Task requirements:
Below are lines of data, and only some are wanted. Please repeat exactly those from the line that has "Where can you see the sea?" through the line that has "Target: water surface".

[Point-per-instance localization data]
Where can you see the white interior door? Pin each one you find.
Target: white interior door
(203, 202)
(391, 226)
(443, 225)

...

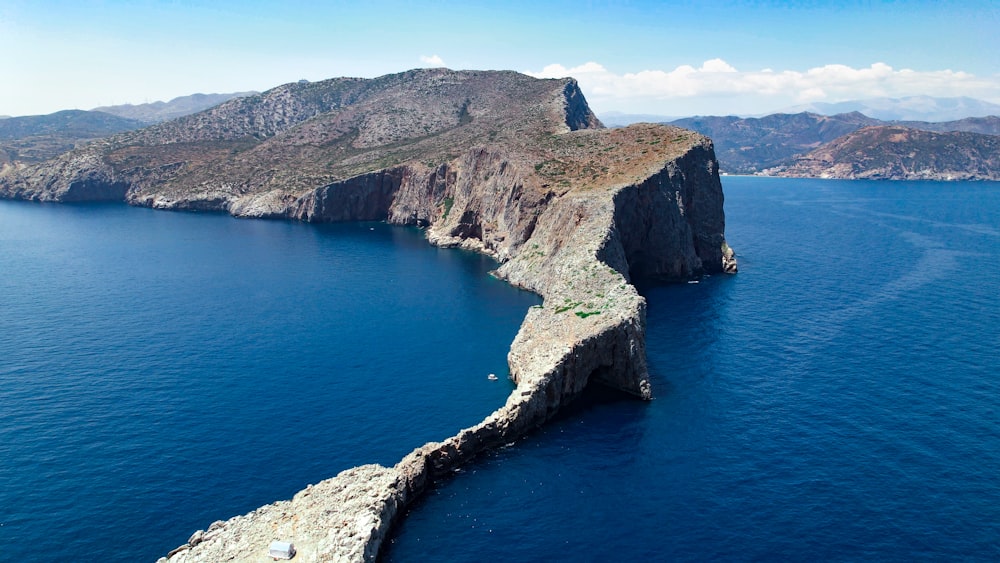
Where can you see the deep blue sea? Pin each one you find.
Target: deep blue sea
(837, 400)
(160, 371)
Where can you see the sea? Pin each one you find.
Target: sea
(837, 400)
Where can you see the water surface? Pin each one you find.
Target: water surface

Final answer:
Where can you see the sea? Pin each one you find.
Target: sea
(837, 400)
Where can you see the water surface? Pin each one you find.
Target: water surface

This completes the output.